Reading text.
--- START ---
In a world where governments pursue prosperity at all costs, humanity’s blind faith in economic development has become misguided. While economic growth has historically improved living standards, industrialised economies still continue to chase these superficial numbers, even as global biodiversity loss amounts to USD 10 trillion annually (Biodiversity, 2025) and over 22.5 million people are displaced per year due to weather-related disasters (Torres and Casey, 2017). The innovations of tomorrow cannot be relied upon to solve the problems of today. To ensure long-term stability, policymakers must adopt sustainable strategies that put the environment at the centre of economic planning, ensuring that progress does not come at the sacrifice of our world’s future.

 

For citizens of all too many developing countries, economic growth is indeed vital to achieve a basic standard of living. World Bank data shows that 8.5% of the global population, almost 700 million people, live on less than $2.15 per day in extreme poverty (Poverty Overview, 2024). Based on history, industrialisation seems to be the sole answer to this problem: it has lifted millions out of poverty, catalysed infrastructure development and technological advancement, and created many jobs (Müller, 2024). In the last 40 years, China’s industrialisation has reduced the number of people below the International Poverty Line by nearly 800 million (China, 2022). Nonetheless, tangible improvements in the basics of life happen way before a country’s per capita income reaches the level of advanced industrialised economies (Friedman, 2006). Over the past three decades of economic growth in the US, living standards have barely improved, and life expectancy has increased by less than 1% (O’Neill, 2024). Despite this fact, industrialised countries continue to blindly pursue economic prosperity at the expense of global health, threatening the future with a preponderance of catastrophic climatic events (Sturm et al., 2025). Even in emerging economies, blindly prioritising economic growth with inadequate supporting frameworks only exacerbates income inequality and lowers average living standards. In sub-Saharan Africa, for every 1 percentage point increase in GDP per year, an average of nearly 130,000 people per country fell into extreme poverty (Ecker, Ortiz-Juarez and Molina, 2023) as the poorest were left behind without sufficient investment in infrastructure and governance. Prioritising sustainable growth, both for communities and the environment, is vital to translating economic expansion into welfare gains.
--- END ---
[Rows from a pointing dataset]
--- START ---
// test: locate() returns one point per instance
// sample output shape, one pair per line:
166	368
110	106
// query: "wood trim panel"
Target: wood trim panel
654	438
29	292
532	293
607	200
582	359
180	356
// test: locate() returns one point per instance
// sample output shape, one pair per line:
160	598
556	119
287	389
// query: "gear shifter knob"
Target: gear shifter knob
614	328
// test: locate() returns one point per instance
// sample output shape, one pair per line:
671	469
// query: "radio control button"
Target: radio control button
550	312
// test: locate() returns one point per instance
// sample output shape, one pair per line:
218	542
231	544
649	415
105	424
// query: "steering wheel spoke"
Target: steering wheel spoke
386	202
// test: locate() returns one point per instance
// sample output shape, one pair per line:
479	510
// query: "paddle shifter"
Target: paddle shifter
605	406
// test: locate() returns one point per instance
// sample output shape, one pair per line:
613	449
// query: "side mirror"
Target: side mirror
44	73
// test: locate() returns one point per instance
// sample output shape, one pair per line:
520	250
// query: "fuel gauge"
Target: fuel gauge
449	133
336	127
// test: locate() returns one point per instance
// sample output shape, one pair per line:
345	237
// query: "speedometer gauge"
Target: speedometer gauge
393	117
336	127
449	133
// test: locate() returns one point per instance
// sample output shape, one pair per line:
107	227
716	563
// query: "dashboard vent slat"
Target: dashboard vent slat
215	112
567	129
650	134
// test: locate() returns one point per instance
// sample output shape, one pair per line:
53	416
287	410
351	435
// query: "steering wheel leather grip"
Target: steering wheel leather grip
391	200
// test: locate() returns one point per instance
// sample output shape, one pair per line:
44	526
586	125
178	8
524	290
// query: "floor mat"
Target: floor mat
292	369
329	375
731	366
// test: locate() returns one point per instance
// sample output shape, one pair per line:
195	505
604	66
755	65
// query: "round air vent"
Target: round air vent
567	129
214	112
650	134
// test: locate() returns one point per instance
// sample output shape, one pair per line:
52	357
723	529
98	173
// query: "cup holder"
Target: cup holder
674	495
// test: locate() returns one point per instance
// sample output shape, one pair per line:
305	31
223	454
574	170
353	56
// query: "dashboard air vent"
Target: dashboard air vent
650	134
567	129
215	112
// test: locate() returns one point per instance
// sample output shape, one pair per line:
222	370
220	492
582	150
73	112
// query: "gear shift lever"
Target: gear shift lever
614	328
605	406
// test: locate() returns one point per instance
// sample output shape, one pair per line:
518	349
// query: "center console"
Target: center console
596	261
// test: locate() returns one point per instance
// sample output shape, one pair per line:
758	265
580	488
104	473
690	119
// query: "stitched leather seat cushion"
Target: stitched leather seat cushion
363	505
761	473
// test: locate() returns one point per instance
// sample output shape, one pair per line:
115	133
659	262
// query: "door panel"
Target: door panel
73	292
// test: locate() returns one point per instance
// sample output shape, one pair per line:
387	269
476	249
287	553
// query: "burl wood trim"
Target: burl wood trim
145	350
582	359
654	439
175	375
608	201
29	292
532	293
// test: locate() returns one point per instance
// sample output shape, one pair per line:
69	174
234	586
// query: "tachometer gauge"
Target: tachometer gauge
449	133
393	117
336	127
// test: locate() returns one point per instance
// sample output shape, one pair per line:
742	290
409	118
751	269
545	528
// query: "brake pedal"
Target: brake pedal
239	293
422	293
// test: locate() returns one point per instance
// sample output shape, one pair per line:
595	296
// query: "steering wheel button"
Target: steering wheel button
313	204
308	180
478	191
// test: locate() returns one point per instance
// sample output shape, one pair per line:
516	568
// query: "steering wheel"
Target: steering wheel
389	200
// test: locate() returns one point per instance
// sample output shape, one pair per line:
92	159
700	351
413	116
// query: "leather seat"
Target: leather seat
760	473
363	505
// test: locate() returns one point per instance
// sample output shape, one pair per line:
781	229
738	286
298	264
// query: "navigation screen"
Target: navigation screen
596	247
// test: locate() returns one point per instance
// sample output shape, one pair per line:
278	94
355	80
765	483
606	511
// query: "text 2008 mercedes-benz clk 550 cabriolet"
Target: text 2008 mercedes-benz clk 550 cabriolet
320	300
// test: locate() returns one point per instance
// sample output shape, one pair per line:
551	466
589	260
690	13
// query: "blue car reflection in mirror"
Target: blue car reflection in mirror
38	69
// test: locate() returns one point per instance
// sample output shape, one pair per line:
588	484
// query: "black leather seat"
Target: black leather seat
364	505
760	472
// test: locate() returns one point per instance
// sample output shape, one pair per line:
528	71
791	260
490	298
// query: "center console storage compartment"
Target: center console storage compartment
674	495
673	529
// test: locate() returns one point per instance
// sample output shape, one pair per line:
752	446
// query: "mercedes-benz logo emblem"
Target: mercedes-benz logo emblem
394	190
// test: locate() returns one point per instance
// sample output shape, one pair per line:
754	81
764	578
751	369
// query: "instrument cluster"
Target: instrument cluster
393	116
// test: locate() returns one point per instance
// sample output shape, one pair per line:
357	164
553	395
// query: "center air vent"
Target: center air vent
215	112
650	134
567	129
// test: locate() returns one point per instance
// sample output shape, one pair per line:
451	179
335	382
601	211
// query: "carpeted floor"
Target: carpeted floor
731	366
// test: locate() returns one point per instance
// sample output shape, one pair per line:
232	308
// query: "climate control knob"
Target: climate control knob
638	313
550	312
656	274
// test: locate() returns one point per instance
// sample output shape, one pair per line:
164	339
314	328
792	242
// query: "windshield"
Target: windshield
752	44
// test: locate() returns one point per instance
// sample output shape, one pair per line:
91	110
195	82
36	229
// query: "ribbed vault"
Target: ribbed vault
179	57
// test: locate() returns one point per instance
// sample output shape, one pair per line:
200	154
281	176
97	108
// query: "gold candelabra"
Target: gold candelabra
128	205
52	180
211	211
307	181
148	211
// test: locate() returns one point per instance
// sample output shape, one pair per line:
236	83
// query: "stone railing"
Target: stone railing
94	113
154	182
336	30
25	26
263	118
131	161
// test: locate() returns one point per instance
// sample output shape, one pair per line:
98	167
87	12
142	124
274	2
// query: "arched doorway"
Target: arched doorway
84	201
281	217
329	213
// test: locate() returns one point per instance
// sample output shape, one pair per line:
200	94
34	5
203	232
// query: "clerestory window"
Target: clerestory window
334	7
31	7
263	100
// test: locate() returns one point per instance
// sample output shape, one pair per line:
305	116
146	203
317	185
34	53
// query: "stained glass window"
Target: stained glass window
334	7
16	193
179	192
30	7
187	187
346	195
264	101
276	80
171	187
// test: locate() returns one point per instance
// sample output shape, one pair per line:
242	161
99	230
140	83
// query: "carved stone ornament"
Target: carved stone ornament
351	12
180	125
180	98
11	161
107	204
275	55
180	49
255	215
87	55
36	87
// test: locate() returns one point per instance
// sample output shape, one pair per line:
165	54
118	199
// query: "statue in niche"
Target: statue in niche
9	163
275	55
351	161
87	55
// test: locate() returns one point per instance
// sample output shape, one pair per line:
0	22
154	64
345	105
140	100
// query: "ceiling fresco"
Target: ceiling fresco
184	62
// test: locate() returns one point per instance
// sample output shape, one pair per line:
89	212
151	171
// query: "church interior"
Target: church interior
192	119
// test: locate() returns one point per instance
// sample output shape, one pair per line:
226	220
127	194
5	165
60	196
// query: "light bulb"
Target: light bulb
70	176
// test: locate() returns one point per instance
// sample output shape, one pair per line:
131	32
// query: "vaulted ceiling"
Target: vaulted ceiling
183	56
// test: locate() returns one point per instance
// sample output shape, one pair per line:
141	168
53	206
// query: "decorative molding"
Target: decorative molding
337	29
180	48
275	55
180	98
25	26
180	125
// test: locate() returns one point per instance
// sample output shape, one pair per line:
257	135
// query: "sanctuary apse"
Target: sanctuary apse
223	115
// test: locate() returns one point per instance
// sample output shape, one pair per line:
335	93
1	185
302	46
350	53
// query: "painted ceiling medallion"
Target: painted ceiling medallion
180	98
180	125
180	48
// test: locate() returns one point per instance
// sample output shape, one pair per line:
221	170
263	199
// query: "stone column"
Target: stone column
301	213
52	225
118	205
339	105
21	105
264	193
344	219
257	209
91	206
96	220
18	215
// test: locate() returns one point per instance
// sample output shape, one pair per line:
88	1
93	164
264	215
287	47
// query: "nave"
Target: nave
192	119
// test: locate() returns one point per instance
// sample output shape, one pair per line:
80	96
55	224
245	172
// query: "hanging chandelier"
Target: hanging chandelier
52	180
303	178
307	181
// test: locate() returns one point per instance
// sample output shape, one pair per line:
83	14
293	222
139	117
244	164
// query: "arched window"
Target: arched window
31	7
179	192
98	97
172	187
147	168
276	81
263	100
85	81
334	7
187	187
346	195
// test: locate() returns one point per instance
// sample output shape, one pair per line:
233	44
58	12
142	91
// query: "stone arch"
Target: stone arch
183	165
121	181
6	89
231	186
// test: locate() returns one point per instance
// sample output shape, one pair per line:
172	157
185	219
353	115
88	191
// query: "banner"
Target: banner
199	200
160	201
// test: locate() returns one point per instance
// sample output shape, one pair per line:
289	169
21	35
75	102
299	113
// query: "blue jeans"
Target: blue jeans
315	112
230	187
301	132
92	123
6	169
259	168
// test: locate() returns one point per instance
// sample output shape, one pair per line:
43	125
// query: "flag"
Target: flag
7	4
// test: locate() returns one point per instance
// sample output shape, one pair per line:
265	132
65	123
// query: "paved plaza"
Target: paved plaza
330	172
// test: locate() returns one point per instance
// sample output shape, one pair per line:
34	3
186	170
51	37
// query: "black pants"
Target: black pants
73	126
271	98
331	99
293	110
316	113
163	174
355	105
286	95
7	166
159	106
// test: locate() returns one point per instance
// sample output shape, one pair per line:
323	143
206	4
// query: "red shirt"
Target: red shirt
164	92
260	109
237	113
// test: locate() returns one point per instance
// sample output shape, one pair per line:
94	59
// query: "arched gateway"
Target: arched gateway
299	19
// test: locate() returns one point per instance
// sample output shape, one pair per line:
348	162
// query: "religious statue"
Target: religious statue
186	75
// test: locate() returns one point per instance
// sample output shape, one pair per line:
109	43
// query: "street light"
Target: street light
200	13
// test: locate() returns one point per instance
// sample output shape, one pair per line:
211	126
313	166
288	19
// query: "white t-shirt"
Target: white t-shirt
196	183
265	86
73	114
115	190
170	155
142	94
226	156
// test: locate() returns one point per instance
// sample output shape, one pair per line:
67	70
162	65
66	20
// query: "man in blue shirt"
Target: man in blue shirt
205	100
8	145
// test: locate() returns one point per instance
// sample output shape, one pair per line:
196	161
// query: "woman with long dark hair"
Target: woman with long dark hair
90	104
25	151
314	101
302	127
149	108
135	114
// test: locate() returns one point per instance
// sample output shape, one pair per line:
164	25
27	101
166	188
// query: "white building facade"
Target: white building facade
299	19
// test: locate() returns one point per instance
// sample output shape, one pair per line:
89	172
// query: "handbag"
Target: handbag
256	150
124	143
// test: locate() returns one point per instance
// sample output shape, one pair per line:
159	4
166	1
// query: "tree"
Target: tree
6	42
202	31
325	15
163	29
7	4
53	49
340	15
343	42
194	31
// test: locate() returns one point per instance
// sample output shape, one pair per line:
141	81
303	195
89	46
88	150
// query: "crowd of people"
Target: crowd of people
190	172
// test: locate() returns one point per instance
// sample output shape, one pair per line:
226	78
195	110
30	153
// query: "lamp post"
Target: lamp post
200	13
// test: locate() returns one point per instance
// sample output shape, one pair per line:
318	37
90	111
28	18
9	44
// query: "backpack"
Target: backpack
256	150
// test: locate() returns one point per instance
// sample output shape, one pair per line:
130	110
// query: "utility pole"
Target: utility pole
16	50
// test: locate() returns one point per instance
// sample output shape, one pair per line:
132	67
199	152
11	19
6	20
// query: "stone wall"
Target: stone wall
--- END ---
Your tasks.
A – According to the essay on economic growth, what share of the global population lives in extreme poverty on less than $2.15 per day?
B – Count the lines of the records that contain the string "stained", and give only the number.

The answers.
A – 8.5%, almost 700 million people.

B – 2